Listed entries:

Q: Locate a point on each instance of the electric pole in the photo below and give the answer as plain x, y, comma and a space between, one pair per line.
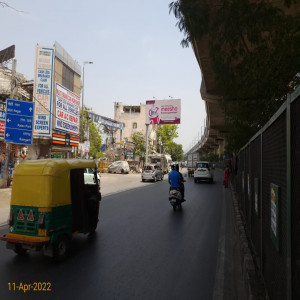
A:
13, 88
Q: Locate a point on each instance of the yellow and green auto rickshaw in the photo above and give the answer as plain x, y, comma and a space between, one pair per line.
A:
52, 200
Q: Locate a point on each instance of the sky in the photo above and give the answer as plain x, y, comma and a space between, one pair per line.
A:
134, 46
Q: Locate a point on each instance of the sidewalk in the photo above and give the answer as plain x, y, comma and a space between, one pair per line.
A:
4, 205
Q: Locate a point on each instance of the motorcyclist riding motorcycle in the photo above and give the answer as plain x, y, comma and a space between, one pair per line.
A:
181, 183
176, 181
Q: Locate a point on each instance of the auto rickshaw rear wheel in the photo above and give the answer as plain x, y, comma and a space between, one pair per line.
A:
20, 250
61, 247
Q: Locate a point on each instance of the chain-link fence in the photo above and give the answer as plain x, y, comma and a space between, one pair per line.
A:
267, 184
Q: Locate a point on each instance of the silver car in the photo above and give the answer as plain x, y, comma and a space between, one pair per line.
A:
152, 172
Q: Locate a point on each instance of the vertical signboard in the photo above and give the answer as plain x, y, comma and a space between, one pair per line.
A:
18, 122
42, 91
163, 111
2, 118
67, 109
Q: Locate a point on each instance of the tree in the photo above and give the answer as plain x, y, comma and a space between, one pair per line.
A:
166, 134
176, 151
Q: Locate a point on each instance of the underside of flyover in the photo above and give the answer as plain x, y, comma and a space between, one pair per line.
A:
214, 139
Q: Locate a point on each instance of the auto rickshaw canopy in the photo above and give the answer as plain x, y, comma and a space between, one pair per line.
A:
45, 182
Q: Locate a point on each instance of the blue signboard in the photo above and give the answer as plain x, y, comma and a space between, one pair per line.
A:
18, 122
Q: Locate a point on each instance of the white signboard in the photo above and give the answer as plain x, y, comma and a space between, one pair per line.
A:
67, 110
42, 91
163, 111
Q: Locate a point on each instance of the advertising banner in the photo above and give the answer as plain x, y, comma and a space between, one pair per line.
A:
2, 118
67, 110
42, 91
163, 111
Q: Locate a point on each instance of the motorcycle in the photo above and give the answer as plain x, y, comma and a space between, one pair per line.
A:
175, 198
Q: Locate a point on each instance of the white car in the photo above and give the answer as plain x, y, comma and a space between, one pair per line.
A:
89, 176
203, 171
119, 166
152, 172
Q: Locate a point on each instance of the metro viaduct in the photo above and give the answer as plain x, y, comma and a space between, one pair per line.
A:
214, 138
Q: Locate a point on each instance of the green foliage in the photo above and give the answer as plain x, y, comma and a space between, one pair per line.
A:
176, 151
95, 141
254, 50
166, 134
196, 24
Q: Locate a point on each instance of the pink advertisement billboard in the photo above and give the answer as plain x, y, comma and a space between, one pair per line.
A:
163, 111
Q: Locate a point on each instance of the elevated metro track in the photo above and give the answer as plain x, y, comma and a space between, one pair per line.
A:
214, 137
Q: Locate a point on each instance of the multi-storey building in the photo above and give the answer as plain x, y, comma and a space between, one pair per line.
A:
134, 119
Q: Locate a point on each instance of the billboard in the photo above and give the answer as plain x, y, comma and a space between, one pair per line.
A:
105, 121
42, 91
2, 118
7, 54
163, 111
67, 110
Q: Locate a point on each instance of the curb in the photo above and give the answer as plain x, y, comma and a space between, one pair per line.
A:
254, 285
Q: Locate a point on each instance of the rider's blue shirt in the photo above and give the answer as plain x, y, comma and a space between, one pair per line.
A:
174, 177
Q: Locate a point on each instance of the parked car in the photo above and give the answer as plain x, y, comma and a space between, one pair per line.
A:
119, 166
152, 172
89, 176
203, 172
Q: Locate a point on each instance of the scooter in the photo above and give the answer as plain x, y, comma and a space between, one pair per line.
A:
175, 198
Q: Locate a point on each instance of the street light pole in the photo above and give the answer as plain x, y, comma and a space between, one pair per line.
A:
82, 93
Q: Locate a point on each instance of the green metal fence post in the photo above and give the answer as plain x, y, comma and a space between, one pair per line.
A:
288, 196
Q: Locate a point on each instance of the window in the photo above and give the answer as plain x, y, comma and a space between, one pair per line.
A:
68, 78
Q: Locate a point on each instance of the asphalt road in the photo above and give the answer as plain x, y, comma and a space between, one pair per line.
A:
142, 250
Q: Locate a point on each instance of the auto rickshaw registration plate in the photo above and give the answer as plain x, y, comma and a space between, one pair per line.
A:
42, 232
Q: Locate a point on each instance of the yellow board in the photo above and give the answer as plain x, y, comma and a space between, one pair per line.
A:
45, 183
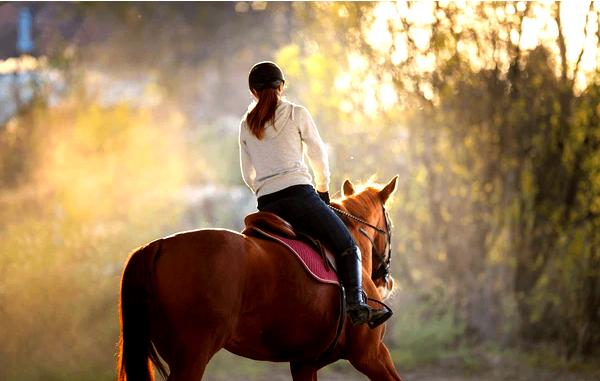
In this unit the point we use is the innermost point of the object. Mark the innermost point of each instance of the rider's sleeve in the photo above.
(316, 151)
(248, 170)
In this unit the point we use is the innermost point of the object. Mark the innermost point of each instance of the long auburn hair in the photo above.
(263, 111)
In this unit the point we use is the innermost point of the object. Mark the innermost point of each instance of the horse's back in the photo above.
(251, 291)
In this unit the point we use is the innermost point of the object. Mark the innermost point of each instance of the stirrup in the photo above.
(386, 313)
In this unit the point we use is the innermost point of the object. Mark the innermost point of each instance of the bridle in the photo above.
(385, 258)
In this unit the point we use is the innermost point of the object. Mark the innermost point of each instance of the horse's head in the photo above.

Directions for this task: Without the images, output all the entries exactly as they stand.

Exercise solution:
Q: Locate a point on each instance of the electric pole in the photo below and give the answer as plain x, y, comma and a space between, one pair per line.
A:
13, 88
Q: Locate a point on each instance of the yellow and green auto rickshaw in the photo above and give the answer as plain x, y, comma and a space between, one pair per line.
A:
52, 200
Q: Locate a point on each instance of the sky in the photo above and give the answer as plain x, y, comma and a space between, one pair per line.
A:
134, 46
Q: Locate a point on each instance of the sidewalk in the photo above and give the answer as plain x, y, comma and a space between, one pair per line.
A:
4, 205
Q: Locate a point on each instance of the motorcyclist riding motorcycle in the photo above and give the answer as plain x, y, comma and a space between, one pair per line.
A:
181, 183
176, 181
Q: Locate a point on each instance of the auto rickshaw rear wheel in the photo above and give the answer as plain x, y, comma and a space between, one pair per line.
A:
20, 250
61, 247
Q: Locate a point on each instance of the chain-link fence in the photo above and give the answer as plain x, y, comma and a space between, one pair per line.
A:
267, 184
Q: Locate a point on each instance of the silver car in the photo above and give the answer as plain x, y, comma and a space between, one pair per line.
A:
152, 172
Q: Locate a point on each instance of the vertical signboard in the photo above and give the answer as plain x, y, comma and a space between, one pair per line.
A:
18, 122
42, 91
163, 111
2, 118
67, 109
Q: Locate a point on each instance of the tree in the photo above and give the answer as plain x, y, comma and a space between, one pair per line.
A:
166, 134
176, 151
Q: Locate a point on each instance of the underside of flyover in the photo above and give the answer as plain x, y, comma and a space between, one pair per line.
A:
214, 139
Q: Locate a point on each instance of the auto rickshaw canopy in the photo above and give the answer as plain x, y, comma and a space between, one pair per line.
A:
45, 182
Q: Locate a point on each instance of the blue signboard in the photo above and give the answer as plain x, y, comma and a space between, one pair per line.
A:
18, 122
Q: Locate a point on each instance of the white signboard in the photo above and give the answer as plain x, y, comma and a space between, one pair per line.
A:
67, 110
42, 91
163, 111
Q: Locate a point on each instance of the advertising banner in the photo above and give the answer as plain x, y, comma and a space between, one pair per line.
A:
2, 118
67, 110
42, 91
163, 111
Q: Locate a point on each instance of the motorcycle in the photo above and give the answer as plain x, y, comma and a space between, one pair per line.
A:
175, 198
Q: Locate a point on each instance of the white car in the photo above and give the answer as plain x, y, comma and a space between, one pair per line.
A:
89, 176
203, 171
119, 166
152, 172
Q: Locate a point on each instance of the metro viaduct in the photo above and give the answer as plain x, y, comma and a space between, one pair per line.
A:
214, 138
Q: Locate a point on each instance of the green foliage in the photo above and give the answer as plain x, y, comma and a space between, one pair per line.
A:
176, 151
95, 141
254, 50
166, 134
196, 24
Q: Locate a point on each instance of the pink advertisement billboard in the photo above and give the answer as plain x, y, comma and a space between, one pair per line.
A:
163, 111
Q: Locate a point on each instance of the elevated metro track in the photo above and give the answer as plain x, y, comma and a space between, one pair per line.
A:
214, 137
Q: Locate a point on each instance of the multi-storey building in the photo above and give the answer as plain x, y, comma and a space between, one pair per line.
A:
134, 119
Q: Locate a point on each instance of the billboard in the photo above and give the answer as plain x, y, comma and a space between, one pair per line.
A:
105, 121
42, 91
2, 118
7, 54
163, 111
67, 110
Q: Locate a point on each instance of the curb in the photo above and give the answer as plain x, y, comma and a space between, one pair per line.
A:
254, 285
Q: Locate a point on each instance of the rider's blue shirt in the photo above and give the answer as plain x, y, comma and a space between, one pair per line.
A:
174, 177
Q: Locate a point on each instance of the parked car in the photo above and give the answer as plain x, y, comma and a space between, one pair per line.
A:
119, 166
152, 172
89, 176
203, 172
Q: Locate a point on each instance of the scooter in the photo above and give the answer as plain x, y, comma and a space between, one pair per line.
A:
175, 198
Q: Locate a point on each instance of the street light pole in the photo above and give the answer as plain x, y, comma and a space between, one pair per line.
A:
82, 93
Q: Locate a point on each instance of the green metal fence post in the photo above and give the answer as plain x, y, comma and a space between, one pair per line.
A:
288, 196
Q: Locate a point on each instance of the window in the photo above and give the answer as plain x, y, comma and a space between, one pair per line.
A:
68, 78
Q: Locate a point on each instance of the asphalt road in the photo above and give the answer as plain x, y, comma and a space between, one pair per line.
A:
142, 250
Q: Locate a point on each instance of the auto rickshaw registration plate in the photo above and give the answer as plain x, y, comma and a space between, one pair per line.
A:
42, 232
Q: Locate a point on each instance of the yellow board in the photo above and give the answer as plain x, y, comma and a space between, one pair per line.
A:
45, 183
In this unit the point we use is the innermost point of the object. Mark the innermost point of each instance of the rider's sleeve in the photo above.
(316, 151)
(248, 170)
In this unit the point we use is the innermost point of the object. Mark the innermost point of each instance of the long auburn hair in the photo above.
(263, 111)
In this unit the point we use is the innermost point of the object. Mark the innermost point of each instance of the horse's back in the photo above.
(251, 291)
In this unit the point we use is the innermost point of the object. Mark the innermost point of each instance of the stirrup in the photo above.
(386, 313)
In this unit the point we use is the innermost point of the object. Mark the innermost point of each instance of the bridle in the photo above.
(385, 258)
In this unit the point we use is the innermost point of the object. Mark the innermost point of each instance of the horse's head in the photo above.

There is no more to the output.